While I don't think that Macworld has an "anti-Apple bias", after reading the linked "Storage on Trial" article, I do have to agree that this story seems pretty weak. Here's why:
1) The linked article only referred to two specific cases (Morgan Stanley and Serra Chevrolet v. General Motors) to support it's premise. It showed no trend of large corporations being fined for not archiving their emails. The linked article's premise is a weak one, and the fact that Macworld linked to it, doesn't make it (or the premise of this article, for that matter) any stronger.
2) In the General Motors case, the fine was for a "late response" to produce discovery. Not producing discovery in a legal case is far broader than (and not the same as) not having a document retention policy.
2) In the Morgan Stanley case, the linked article itself states that the judge's decision to fine it for not being able to prove it's innocence by providing archived emails was an "unusual step".
•••••
- Problems to solve -
1 – Summarize the comment on the Macworld storage story in two sentences.
2 – According to the comment on the Macworld storage story, what was the fine in the General Motors case for?
3 – Carry on the comment on the Macworld storage story from its final sentence.
The listing that comes next is from a separate source.

- Source excerpt -
•••••
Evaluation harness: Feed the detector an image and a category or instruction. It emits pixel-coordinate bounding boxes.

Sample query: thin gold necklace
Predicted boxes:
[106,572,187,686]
•••••
- In response -
1 – The writer does not think Macworld has an anti-Apple bias but finds the story weak, because the linked "Storage on Trial" article cites only two cases, Morgan Stanley and Serra Chevrolet v. General Motors, and shows no trend of large corporations being fined for not archiving email. In the General Motors case, the fine was for a late response to produce discovery, which is not the same as lacking a document retention policy, and the linked article itself calls the Morgan Stanley fine an "unusual step."

2 – A "late response" to produce discovery.

3 –
3) Morgan Stanley was NOT fined because it did not have a document retention policy, for apparently IT DID (a fact that would be hard to hide in a company with that many employees). The judge fined Morgan Stanley because, having a document retention policy, when the plaintiff asked for the relevant documents to be produced, Morgan Stanley's response was something like, "Oops, sorry, we accidently overwrote the backup tapes." This is not the same as being fined for not having a document retention policy.
4) It may have been that it was less costly in the long run for Morgan Stanley to take the $15,000,000 fine than to produce the requested documents that might serve as evidence against itself. Note, that the case was later overturned. Would it have been overturned had the requested documents not been "overwritten"? Hmmm... Apple, having billions in cash reserve, and being worth billions as a company may believe that in litigation a $15,000,000 fine (or even $150,000,000 fine) is preferable to retaining evidence that might help a plaintiff win billions.
5) If I were Apple, having the army of lawyers that it must certainly have, I would take their legal advice over Macworld's.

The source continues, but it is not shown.